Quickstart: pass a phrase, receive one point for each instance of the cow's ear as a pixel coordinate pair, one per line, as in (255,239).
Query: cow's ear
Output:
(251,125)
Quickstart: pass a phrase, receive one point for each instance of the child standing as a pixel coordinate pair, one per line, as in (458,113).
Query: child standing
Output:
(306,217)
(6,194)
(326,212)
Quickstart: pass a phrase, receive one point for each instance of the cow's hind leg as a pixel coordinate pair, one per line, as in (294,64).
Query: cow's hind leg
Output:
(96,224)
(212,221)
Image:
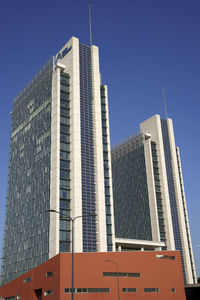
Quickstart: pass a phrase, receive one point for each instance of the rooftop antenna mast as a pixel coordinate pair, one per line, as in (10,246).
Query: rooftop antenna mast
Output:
(89,3)
(165,103)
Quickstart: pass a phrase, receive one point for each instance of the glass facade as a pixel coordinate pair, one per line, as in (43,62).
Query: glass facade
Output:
(87,151)
(158,194)
(106,170)
(26,236)
(172,196)
(64,162)
(130,191)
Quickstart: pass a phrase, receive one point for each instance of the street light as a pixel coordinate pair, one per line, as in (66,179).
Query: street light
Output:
(114,262)
(72,220)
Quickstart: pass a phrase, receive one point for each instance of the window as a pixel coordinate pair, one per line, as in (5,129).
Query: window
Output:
(108,229)
(151,290)
(120,274)
(64,213)
(65,174)
(65,104)
(64,155)
(64,164)
(64,112)
(64,225)
(165,257)
(64,120)
(65,204)
(28,279)
(129,290)
(64,147)
(64,183)
(64,235)
(109,239)
(64,96)
(48,292)
(64,194)
(64,128)
(64,138)
(64,88)
(64,246)
(88,290)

* Task requirements *
Extract the lines of the listing above, starting with the line that contains "as in (5,129)." and continuing through the end of the listing, and reproduce them unchanged.

* Written response *
Quickstart: pass a phrase, receive one point for each instance of the window as a pixel coordinate pair, one per line, as in (5,129).
Query: window
Output:
(108,229)
(151,290)
(120,274)
(64,213)
(65,174)
(65,104)
(64,155)
(64,164)
(64,112)
(64,225)
(165,257)
(64,120)
(65,204)
(28,279)
(129,290)
(64,147)
(64,183)
(64,235)
(109,239)
(64,96)
(48,292)
(64,194)
(64,128)
(64,138)
(64,88)
(64,246)
(88,290)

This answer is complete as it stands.